— Objective —
Copy out every line of the items below, requests included. In each answer, multiply every coordinate by 0.7 and round it to the nearest whole number, with halves rounded up.

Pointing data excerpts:

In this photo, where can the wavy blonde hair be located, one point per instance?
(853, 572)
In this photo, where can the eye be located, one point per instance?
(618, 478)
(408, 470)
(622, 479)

— Reply to the task —
In this photo, where can the wavy blonde hair be located, one point per instance?
(597, 400)
In this photo, where can the eye be located, one point per instance?
(433, 335)
(286, 329)
(435, 335)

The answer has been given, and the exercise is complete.